We share secrets—the ones we’ve never uttered aloud. We reveal our quirks and neurotic preferences—the desire for alone time, the way she loves to sing with reckless abandon.

We confess our insecurities—the fear of abandonment, the longing for acceptance. And as we twirl, vulnerability becomes our choreography—a dance of authenticity.

We grow through curiosity.

“To know you deeply, I must ask questions that unravel your soul.”

We wield curiosity like paintbrushes, stroking colors onto the canvas of our connection.

We ask about childhood dreams, favorite books, hidden talents. We inquire about fears—the monsters under our beds, the ghosts of past relationships.

We explore our values, beliefs, and aspirations. And with each question, we peel back layers, revealing the hues of vulnerability—the shades of who we truly are.

In the end, the more vulnerable we get, the stronger our relationship grows.

“Vulnerability is the heartbeat of intimacy—the pulse that echoes ‘I see you, and I choose you.’”

I am so grateful to be walking alongside Andrea in our exploration.
This vulnerability is not a weakness; it’s our superpower. It’s the courage to say, “This is me—flawed, imperfect, and real.”

It’s the willingness to hold space for each other’s humanity.

So we will continue this journey, hand in hand, hearts wide open. We will learn every facet—the laughter lines, the hidden scars, the whispered dreams.

DATASET CONTENT:
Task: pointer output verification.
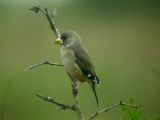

WORK INSTRUCTIONS:
1) Transcribe the vulnerability passage starting with "We share secrets—the" and going on through "of our connection.".
2) Render this sentence from the vulnerability passage in Spanish: "In the end, the more vulnerable we get, the stronger our relationship grows."
The listing is not used here.

SOLUTION SET:
1)
We share secrets—the ones we’ve never uttered aloud. We reveal our quirks and neurotic preferences—the desire for alone time, the way she loves to sing with reckless abandon.

We confess our insecurities—the fear of abandonment, the longing for acceptance. And as we twirl, vulnerability becomes our choreography—a dance of authenticity.

We grow through curiosity.

“To know you deeply, I must ask questions that unravel your soul.”

We wield curiosity like paintbrushes, stroking colors onto the canvas of our connection.

2) Al final, cuanto más vulnerables nos volvemos, más fuerte se vuelve nuestra relación.